◆ Region labeling items ◆
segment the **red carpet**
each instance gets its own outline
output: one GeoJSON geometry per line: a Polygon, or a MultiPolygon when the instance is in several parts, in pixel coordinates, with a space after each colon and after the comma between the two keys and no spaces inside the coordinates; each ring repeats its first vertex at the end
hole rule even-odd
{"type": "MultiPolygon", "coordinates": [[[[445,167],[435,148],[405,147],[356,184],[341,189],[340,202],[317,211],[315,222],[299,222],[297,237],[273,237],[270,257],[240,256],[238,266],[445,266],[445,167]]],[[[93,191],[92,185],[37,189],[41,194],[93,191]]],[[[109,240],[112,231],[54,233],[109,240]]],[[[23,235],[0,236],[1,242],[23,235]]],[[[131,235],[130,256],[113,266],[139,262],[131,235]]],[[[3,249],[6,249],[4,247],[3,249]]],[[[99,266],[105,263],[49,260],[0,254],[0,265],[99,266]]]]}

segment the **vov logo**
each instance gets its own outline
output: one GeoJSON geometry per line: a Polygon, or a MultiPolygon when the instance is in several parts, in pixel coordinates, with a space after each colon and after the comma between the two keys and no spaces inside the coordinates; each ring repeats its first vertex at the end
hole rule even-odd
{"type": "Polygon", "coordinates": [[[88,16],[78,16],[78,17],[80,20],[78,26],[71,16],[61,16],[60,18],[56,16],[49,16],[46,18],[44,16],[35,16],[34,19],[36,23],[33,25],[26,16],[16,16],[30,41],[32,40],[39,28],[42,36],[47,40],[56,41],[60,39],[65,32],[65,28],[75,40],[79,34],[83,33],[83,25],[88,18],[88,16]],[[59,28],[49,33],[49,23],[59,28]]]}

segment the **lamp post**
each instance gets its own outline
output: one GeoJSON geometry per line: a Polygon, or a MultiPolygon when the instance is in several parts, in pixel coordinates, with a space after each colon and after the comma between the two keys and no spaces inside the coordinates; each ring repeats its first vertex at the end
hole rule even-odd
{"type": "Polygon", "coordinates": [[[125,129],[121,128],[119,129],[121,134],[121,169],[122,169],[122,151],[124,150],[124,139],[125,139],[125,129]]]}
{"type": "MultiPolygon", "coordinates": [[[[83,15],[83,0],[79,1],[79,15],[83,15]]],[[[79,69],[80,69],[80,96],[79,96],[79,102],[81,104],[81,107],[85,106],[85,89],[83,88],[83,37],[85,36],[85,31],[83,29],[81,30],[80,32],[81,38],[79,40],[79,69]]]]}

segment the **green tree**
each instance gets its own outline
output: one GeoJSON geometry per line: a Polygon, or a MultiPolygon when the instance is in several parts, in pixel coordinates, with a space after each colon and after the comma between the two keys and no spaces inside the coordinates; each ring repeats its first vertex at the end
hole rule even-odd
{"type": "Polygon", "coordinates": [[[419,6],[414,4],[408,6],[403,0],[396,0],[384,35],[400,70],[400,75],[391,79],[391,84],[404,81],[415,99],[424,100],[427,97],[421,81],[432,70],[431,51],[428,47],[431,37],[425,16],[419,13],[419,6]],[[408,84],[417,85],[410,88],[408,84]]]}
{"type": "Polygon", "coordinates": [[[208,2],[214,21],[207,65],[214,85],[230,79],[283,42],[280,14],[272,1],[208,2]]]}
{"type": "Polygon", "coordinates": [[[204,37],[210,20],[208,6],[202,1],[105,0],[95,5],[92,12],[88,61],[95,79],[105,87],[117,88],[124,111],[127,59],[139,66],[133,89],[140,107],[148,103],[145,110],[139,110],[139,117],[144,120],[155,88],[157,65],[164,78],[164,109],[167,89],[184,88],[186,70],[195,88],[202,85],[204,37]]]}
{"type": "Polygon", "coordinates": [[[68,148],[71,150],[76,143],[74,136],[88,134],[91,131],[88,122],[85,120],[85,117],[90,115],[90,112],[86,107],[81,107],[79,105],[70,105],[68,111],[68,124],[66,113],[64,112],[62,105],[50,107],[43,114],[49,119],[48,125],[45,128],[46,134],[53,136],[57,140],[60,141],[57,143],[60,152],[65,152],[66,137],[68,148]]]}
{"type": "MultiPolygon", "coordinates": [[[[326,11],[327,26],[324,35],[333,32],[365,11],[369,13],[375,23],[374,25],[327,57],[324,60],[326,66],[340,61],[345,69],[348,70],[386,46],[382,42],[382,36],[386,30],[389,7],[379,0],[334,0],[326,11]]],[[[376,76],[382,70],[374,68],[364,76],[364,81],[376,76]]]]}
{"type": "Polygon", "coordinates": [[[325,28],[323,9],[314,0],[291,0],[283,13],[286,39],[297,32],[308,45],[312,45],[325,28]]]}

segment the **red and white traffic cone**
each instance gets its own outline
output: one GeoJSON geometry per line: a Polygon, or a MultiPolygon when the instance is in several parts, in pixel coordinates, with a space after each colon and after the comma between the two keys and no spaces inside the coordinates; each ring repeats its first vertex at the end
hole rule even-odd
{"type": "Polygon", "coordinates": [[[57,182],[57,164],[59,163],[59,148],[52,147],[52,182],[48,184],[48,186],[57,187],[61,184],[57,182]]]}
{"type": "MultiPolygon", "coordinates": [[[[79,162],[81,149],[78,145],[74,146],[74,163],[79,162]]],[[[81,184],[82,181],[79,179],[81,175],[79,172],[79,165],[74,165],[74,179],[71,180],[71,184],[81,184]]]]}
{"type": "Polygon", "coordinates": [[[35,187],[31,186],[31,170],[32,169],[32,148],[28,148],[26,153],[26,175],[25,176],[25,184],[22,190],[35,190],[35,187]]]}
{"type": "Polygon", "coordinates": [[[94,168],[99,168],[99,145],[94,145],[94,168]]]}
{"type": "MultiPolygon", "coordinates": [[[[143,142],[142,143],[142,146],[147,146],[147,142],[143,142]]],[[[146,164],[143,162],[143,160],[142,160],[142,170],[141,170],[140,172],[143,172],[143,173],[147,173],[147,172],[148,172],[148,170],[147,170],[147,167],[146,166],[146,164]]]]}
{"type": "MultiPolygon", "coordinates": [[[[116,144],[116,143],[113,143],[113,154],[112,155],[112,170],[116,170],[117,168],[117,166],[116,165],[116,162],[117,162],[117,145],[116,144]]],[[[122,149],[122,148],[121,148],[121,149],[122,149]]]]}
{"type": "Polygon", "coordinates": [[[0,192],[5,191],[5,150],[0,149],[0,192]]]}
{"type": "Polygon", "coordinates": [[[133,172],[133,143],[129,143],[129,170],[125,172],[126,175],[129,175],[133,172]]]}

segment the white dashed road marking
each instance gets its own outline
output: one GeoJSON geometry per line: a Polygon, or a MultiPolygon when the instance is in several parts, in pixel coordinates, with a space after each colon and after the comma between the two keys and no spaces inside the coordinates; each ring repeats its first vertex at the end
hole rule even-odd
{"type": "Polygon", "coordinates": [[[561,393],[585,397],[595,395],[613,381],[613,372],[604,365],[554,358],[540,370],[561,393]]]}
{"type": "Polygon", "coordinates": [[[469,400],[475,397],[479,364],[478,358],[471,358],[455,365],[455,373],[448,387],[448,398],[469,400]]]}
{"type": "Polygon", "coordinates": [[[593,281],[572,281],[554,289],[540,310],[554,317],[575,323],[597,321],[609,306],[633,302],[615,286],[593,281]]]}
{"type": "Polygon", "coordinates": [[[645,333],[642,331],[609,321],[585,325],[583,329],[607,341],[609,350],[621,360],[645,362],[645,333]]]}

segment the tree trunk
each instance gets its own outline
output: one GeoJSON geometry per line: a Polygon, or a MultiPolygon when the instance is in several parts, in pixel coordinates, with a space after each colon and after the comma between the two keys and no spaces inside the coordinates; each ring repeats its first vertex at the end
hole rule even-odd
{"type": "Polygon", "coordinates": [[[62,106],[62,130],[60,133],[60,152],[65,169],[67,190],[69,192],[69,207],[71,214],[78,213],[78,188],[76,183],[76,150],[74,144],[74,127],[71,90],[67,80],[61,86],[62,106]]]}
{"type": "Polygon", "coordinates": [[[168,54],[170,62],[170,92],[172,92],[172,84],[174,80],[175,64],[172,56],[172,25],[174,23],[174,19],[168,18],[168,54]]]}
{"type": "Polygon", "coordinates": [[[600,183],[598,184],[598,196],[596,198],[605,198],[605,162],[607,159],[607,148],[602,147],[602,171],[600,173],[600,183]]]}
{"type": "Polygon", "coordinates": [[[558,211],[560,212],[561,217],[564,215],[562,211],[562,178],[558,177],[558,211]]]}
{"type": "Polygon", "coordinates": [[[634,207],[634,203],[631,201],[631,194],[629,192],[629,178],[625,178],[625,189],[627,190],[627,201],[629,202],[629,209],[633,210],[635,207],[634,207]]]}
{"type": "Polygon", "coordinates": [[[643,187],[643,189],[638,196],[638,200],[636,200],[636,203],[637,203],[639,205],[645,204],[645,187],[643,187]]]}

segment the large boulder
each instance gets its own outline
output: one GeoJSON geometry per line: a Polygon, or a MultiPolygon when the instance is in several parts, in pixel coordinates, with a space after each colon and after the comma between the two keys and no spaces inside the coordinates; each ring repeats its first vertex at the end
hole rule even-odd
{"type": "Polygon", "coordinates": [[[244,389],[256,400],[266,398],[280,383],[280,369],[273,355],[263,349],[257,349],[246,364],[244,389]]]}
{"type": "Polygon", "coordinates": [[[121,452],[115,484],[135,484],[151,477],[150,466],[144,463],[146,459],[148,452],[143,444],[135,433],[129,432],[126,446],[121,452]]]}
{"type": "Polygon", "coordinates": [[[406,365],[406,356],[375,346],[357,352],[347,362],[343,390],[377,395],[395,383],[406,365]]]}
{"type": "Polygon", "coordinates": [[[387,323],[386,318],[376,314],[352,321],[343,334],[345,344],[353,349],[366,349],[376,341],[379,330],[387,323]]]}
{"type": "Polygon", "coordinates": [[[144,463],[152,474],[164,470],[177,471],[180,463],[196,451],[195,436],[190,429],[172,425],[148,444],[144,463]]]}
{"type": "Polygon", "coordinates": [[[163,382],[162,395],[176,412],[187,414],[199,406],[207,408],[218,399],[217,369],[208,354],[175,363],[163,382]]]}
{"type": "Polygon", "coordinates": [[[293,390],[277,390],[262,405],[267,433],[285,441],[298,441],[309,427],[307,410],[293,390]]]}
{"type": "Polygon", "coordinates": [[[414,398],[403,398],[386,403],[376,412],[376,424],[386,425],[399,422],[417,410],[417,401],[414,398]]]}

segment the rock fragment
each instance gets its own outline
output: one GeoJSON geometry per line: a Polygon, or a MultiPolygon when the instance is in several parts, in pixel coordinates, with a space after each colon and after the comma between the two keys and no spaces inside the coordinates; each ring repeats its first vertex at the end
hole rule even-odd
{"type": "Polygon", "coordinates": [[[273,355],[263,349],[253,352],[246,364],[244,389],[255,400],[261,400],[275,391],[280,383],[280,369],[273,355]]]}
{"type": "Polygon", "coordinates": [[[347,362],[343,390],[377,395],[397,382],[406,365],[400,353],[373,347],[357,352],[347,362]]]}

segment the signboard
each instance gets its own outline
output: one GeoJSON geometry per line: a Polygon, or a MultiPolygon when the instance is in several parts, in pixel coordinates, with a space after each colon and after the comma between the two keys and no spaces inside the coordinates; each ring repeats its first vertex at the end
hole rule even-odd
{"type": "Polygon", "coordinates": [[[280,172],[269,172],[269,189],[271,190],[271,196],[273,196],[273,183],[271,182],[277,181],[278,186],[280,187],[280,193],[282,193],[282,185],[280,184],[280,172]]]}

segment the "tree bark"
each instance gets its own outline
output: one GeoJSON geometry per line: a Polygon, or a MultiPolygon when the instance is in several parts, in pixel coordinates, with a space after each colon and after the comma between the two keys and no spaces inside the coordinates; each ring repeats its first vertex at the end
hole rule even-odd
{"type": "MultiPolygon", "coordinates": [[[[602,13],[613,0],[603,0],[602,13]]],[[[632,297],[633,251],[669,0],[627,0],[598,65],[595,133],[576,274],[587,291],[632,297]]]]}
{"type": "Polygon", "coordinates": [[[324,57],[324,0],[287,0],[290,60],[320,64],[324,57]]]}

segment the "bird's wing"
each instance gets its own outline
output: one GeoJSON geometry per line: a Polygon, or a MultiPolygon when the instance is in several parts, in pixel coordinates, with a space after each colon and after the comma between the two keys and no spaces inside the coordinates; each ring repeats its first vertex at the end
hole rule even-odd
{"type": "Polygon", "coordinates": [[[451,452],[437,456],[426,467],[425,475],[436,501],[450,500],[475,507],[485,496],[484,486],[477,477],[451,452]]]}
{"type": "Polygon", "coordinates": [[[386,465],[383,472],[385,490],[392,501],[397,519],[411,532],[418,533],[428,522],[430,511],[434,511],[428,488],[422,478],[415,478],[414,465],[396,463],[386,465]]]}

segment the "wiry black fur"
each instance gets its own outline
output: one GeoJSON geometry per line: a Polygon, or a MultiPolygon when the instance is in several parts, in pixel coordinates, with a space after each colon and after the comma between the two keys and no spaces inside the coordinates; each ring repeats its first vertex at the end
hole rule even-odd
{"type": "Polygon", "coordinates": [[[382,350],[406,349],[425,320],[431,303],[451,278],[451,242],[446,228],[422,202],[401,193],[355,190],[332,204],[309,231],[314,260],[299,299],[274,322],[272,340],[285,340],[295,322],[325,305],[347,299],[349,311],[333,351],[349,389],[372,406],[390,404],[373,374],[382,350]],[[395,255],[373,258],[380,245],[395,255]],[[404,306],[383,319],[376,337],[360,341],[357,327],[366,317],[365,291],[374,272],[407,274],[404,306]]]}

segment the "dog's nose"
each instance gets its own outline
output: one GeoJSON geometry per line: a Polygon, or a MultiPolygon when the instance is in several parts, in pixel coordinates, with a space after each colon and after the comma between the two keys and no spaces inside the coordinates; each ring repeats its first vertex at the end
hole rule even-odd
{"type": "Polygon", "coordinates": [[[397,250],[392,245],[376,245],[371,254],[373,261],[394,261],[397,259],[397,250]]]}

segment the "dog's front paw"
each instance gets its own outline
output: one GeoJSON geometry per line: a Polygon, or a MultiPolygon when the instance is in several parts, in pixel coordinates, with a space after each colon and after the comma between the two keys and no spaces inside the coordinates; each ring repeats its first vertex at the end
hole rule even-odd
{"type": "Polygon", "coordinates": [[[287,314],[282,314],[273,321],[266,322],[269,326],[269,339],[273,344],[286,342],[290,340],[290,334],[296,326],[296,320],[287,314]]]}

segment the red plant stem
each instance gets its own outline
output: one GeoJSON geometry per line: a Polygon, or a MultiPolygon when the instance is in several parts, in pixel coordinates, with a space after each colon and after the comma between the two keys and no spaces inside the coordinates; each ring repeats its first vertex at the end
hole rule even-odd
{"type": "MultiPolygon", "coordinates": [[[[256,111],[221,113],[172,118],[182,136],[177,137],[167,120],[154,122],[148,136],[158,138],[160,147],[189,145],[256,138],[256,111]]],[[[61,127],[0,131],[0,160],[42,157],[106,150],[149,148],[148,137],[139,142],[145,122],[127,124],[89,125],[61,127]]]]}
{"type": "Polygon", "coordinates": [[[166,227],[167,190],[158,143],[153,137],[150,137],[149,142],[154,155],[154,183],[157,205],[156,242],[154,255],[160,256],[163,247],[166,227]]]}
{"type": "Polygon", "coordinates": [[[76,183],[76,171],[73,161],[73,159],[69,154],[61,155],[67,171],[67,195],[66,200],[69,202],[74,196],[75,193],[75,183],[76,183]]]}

◆ Task requirements ◆
Nothing but the lines from the one with "segment the red plant stem" through the end of the data above should be repeated, each exactly as it stands.

◆ Written response ◆
segment the red plant stem
each instance gets its own outline
output: one GeoJSON geometry per line: a Polygon, or a MultiPolygon when the instance is in several parts, in pixel coordinates, with a space after each colon and after the comma between the two keys and no spaces inside the coordinates; each ring repeats its first vertex at the end
hole rule even-odd
{"type": "MultiPolygon", "coordinates": [[[[256,111],[221,113],[172,118],[182,136],[177,137],[167,120],[154,122],[148,136],[158,138],[160,147],[189,145],[256,138],[256,111]]],[[[61,127],[0,131],[0,160],[42,157],[106,150],[149,148],[148,137],[139,142],[145,122],[127,124],[89,125],[61,127]]]]}
{"type": "Polygon", "coordinates": [[[166,227],[167,190],[158,143],[153,137],[150,137],[149,142],[154,155],[154,183],[157,205],[156,242],[154,255],[160,256],[163,247],[166,227]]]}
{"type": "Polygon", "coordinates": [[[76,183],[76,171],[73,161],[73,159],[69,154],[61,155],[67,171],[67,195],[66,200],[69,202],[74,196],[75,193],[75,183],[76,183]]]}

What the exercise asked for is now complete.